* _EXCERPTED TEXT_
* Begin *
TBB in a sandbox (osx)
Roger Dingledine
arma at mit.edu
Wed Oct 27 10:02:55 UTC 2010
On Tue, Oct 05, 2010 at 11:31:25PM +0200, Andreas Jonsson wrote:
> Hi List!
>
> I've been working with Erinn to sandbox the TBB much like chrome and
> ironfox are on osx, but now I think we need some opinions regarding
> where to go next.
>
> See this page for more information on what the sandbox is enforcing:
>
> https://trac.torproject.org/projects/tor/wiki/projects/TorBrowserBundle/OSX/Security
>
> For those that hate clicking on links;
> Issues in need of discussion
>
> * TBB is not allowed to read the users preferences. This can man the
> browser look different than other windows (as it will use the default).
> * No plugins - maybe we(or the user) wants flash etc?
> * Should we allow users to add extensions?
> * Are We allowing cut & paste?
> * Are users allowed to write to disk? where?
> * Only system fonts are allowed ( privacy )
> * Uploading files is tricky if users are not allowed to read any
> directory visible in finder
> * Certain operations can trigger NSCF errors, which will be present
> in the systemlog. This needs testing
>
> Also, as we need to maintain two different policies (as the Sandbox have
> different limitations on 10.5 vs 10.6), there might be some limitations
> on what we can accomplish on both platforms.
* End *
* _TASKS TO PERFORM_
A: In the TBB sandbox post, retype the passage from "Roger Dingledine" up to and including "to go next.".
B: Render this sentence from the TBB sandbox post in Spanish: "Should we allow users to add extensions?"
C: Write what comes next in the TBB sandbox post, picking up after its final sentence.

* _INFORMATION SUPPLIED_
* Begin *
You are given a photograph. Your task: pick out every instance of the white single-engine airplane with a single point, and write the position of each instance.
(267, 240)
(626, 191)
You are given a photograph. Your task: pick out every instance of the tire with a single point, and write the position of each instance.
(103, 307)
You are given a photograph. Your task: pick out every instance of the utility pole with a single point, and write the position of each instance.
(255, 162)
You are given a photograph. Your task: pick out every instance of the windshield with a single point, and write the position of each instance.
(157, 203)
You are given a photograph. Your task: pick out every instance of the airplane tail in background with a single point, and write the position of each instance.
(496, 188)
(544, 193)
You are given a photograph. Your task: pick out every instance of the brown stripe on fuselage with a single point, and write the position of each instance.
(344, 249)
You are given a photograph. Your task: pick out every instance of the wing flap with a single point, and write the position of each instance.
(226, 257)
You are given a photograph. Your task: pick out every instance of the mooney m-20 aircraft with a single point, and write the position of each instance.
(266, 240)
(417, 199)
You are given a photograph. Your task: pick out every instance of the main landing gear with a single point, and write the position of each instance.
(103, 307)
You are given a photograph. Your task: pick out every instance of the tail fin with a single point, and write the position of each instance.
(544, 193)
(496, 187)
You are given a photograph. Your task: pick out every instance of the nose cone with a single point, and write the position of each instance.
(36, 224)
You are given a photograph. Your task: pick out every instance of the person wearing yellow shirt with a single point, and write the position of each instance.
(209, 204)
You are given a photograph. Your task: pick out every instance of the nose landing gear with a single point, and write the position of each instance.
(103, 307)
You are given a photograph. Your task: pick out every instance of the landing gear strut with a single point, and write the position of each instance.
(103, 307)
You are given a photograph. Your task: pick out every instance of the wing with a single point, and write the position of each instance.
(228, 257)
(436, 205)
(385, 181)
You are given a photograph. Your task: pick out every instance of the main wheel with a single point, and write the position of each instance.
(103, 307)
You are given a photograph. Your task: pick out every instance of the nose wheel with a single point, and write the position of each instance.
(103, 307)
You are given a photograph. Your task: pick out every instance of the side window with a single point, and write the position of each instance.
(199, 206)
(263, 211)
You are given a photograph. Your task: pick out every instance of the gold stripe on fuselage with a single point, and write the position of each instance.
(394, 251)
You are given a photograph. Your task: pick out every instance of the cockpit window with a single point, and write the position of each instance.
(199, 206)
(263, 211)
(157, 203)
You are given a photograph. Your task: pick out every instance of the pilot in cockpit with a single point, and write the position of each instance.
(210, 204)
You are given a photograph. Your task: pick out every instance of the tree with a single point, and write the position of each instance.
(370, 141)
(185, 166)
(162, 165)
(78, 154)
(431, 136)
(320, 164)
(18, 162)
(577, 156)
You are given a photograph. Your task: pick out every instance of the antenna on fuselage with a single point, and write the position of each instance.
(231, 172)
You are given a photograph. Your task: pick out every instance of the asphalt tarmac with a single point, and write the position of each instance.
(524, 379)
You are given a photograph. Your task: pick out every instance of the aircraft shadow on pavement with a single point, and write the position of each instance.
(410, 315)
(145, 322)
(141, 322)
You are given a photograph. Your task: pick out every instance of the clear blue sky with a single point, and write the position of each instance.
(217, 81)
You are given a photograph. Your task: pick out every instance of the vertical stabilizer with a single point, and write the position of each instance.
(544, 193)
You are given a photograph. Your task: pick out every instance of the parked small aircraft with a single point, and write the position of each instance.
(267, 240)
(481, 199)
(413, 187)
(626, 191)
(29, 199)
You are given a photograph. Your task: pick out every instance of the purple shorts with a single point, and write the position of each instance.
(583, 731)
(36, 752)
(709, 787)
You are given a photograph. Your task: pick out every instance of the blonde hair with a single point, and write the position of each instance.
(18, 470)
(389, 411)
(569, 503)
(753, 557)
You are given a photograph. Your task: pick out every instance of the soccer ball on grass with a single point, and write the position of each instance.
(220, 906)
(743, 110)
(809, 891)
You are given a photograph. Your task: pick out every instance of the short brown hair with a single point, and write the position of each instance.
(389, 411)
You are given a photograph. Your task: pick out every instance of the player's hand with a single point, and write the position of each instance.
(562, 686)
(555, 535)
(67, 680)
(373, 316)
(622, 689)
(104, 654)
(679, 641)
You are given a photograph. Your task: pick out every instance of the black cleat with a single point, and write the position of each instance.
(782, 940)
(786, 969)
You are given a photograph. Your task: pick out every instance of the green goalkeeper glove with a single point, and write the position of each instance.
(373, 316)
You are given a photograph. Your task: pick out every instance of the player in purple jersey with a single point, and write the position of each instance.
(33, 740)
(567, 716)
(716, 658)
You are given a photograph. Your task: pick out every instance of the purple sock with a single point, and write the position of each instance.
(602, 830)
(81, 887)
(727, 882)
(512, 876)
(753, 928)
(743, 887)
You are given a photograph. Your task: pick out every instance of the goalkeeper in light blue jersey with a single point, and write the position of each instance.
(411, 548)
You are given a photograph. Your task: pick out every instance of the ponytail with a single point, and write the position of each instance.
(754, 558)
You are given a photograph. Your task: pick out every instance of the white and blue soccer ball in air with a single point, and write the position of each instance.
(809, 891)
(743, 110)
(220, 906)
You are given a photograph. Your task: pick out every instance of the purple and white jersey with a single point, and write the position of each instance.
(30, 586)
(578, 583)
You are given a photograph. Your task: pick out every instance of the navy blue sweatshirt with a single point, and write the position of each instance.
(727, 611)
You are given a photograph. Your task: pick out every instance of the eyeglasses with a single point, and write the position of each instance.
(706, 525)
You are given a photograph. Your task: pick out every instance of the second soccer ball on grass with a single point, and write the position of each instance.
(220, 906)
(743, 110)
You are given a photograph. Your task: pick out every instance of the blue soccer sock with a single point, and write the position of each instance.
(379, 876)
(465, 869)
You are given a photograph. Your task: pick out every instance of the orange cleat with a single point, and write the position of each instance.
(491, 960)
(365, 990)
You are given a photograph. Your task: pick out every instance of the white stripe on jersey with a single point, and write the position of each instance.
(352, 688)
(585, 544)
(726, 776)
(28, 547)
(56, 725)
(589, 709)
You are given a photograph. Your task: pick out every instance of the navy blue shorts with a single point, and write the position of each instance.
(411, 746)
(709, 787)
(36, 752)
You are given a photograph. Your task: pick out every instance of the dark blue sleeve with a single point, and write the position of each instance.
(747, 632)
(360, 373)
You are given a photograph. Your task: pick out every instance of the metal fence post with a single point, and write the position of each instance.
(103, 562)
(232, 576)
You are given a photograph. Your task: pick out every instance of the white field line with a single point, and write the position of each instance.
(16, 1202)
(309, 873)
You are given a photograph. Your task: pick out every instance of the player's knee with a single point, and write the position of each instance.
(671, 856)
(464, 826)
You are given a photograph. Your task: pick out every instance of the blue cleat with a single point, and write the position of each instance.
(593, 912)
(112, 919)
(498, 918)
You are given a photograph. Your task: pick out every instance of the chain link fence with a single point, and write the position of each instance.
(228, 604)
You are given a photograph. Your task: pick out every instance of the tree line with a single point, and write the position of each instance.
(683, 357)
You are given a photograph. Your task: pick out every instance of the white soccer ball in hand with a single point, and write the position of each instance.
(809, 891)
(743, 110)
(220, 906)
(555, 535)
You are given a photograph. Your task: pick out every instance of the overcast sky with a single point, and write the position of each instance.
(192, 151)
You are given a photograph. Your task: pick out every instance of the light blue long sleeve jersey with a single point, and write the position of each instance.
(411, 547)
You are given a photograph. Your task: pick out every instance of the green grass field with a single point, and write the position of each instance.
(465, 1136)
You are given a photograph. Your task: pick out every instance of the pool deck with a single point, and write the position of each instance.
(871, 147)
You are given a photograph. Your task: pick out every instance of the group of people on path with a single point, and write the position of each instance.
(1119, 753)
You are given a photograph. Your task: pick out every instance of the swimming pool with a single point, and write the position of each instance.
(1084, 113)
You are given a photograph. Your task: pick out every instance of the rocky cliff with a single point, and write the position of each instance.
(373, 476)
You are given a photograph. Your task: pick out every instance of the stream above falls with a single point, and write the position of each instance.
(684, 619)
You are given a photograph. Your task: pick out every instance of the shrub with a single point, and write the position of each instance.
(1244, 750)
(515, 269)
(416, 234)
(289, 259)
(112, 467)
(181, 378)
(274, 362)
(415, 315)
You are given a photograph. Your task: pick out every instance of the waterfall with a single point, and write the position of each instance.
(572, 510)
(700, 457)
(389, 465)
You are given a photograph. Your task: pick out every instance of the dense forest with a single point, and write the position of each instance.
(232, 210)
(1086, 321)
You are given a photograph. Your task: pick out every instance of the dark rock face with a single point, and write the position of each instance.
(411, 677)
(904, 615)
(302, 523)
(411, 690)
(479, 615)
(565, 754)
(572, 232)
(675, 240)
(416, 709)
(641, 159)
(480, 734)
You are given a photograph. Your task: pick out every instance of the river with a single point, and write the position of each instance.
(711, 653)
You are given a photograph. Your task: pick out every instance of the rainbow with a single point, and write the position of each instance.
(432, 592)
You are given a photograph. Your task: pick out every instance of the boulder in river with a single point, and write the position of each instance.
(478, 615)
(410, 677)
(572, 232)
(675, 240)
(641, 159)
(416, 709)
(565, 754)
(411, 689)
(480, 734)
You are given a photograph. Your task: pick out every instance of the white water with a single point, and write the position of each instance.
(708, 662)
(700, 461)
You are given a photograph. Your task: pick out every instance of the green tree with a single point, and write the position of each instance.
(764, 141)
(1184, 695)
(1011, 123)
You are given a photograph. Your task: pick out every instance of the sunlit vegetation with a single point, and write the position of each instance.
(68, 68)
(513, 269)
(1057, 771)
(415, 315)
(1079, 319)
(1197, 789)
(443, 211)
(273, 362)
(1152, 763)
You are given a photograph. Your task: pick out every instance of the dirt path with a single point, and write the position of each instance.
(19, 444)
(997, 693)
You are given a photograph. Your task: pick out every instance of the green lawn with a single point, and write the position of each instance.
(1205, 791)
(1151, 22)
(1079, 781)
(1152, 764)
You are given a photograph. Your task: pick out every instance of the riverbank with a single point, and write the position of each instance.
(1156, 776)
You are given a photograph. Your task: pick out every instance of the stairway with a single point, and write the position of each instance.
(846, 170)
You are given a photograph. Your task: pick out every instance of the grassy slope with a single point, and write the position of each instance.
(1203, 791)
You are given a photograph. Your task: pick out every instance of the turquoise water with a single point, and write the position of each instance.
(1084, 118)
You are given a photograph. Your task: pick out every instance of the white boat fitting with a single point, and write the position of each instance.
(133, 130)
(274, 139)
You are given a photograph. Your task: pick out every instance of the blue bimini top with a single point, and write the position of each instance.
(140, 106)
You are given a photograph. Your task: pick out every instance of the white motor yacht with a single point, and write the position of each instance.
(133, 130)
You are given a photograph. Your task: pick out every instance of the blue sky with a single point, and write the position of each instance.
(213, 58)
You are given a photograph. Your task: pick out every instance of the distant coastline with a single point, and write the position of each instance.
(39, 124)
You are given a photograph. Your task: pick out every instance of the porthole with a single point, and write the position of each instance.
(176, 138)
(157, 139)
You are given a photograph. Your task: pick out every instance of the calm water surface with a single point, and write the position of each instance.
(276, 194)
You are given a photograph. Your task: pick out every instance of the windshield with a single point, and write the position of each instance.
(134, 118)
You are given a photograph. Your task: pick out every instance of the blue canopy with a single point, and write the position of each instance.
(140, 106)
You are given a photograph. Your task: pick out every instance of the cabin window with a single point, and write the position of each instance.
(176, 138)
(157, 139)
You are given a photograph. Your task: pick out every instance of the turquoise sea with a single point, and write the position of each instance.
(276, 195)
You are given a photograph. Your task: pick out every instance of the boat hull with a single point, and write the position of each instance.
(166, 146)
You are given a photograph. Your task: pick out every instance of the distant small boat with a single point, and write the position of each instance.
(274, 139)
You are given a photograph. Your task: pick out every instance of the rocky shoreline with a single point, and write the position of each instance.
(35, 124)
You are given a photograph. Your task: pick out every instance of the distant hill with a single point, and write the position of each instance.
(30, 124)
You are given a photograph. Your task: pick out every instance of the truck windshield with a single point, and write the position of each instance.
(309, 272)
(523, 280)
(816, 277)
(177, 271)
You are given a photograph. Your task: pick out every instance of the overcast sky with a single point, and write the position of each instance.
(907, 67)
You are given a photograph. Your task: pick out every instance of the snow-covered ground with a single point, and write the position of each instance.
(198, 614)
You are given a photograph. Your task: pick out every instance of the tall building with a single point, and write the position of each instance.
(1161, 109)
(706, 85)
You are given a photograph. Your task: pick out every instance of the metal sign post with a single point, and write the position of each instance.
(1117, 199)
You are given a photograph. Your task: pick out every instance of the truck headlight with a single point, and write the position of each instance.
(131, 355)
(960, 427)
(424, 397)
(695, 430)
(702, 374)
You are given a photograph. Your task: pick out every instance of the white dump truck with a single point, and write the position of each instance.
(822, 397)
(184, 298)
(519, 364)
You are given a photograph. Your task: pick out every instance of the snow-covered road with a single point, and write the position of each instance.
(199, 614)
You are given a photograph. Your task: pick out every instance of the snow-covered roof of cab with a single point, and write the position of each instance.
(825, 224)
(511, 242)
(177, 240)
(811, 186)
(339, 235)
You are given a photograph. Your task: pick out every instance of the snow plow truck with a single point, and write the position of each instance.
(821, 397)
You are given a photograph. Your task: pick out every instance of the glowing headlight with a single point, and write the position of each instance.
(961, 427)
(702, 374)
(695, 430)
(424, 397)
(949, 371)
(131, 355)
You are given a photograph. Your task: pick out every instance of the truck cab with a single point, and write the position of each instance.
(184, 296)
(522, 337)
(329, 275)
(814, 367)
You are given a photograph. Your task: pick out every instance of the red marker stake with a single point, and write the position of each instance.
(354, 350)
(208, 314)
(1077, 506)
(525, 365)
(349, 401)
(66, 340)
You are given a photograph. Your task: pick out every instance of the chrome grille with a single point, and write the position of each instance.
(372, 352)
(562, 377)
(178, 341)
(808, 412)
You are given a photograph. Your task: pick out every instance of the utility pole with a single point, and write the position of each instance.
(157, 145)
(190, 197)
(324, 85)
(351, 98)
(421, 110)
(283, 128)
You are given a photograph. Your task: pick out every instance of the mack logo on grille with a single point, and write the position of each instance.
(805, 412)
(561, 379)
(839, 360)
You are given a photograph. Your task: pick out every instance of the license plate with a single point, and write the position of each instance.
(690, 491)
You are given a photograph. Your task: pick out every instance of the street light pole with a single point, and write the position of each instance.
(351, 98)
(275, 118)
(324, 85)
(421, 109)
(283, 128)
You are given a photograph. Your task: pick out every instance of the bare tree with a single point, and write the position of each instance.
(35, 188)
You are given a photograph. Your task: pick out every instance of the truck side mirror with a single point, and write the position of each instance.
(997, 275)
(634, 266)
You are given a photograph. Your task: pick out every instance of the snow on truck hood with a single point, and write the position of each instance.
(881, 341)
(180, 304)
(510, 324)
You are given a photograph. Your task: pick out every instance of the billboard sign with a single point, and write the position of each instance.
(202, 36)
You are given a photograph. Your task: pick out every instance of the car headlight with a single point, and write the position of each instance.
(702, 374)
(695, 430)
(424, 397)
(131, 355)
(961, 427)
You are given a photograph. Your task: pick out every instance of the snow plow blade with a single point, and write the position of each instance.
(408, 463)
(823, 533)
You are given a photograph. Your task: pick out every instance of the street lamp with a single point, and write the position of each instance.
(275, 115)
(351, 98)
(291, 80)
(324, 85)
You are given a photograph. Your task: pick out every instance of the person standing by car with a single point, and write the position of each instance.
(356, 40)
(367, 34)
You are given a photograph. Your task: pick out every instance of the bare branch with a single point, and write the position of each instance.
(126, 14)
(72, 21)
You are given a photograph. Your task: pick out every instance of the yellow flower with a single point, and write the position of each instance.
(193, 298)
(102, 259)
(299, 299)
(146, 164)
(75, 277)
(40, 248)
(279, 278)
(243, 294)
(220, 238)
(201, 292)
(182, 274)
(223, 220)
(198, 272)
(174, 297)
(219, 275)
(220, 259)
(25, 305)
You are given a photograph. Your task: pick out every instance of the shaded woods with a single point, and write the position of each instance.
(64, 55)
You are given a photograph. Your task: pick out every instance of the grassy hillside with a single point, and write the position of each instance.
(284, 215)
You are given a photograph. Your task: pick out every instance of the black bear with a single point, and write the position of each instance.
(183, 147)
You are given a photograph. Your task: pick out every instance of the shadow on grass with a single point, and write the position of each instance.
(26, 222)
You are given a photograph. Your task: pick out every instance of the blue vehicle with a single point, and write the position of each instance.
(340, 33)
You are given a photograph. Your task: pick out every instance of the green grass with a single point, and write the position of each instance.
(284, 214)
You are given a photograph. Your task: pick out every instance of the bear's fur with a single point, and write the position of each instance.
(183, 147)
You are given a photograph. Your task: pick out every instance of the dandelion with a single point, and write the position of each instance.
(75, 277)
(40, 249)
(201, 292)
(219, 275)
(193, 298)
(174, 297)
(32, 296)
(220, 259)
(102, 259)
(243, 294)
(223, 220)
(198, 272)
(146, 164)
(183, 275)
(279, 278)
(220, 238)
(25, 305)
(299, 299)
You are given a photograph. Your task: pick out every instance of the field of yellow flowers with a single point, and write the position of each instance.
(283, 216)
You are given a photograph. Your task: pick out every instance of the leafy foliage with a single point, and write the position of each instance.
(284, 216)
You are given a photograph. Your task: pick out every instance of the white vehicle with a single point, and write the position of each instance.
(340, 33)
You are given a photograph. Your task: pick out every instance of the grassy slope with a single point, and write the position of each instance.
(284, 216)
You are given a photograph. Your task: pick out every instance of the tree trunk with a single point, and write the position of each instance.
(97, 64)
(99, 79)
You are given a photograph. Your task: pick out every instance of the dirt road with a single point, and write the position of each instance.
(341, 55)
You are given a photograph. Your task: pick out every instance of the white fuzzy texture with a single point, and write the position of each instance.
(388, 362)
* End *
* _RESPONSES FOR EACH TASK_
A:
Roger Dingledine
arma at mit.edu
Wed Oct 27 10:02:55 UTC 2010
On Tue, Oct 05, 2010 at 11:31:25PM +0200, Andreas Jonsson wrote:
> Hi List!
>
> I've been working with Erinn to sandbox the TBB much like chrome and
> ironfox are on osx, but now I think we need some opinions regarding
> where to go next.

B: ¿Deberíamos permitir que los usuarios añadan extensiones?

C:
>
> Obvious things left to be done is to sandbox polipo and tor itself (when
> they launch from vidalia).
Hi Andreas!
Thanks for working on this. Sorry for the delay in response.
As we talked about today in person, I think the sandboxed TBB on OS
X should start with a quite relaxed policy. So long as we block the
super-dangerous stuff like executing other programs, we're doing a lot
better than we would be doing without a sandbox.
We could ship with a very locked-down policy, but then most people would
try the bundle and abandon it without ever filing a bug report. On the
other hand, if we ship the main bundle with a relaxed policy and then try
out new experimental versions that are slightly more locked down, people
are more likely to complain to us when we break their expected workflow.
The eventual goal is to get a better handle on what workflows actual OS
X users expect to use with a sandboxed TBB. We could certainly anticipate
all possible workflows and try to design sandbox rules that will work for
every person, but we will go mad. We could try to guess the top 6 choices
that users will want to make (allow flash or not, allow downloads or not,
etc), but I think we should wait to hear from actual users what they
most want to do. Then we could imagine that the first time you launch
TBB, Vidalia walks you through choosing how locked down you want your
Firefox to be.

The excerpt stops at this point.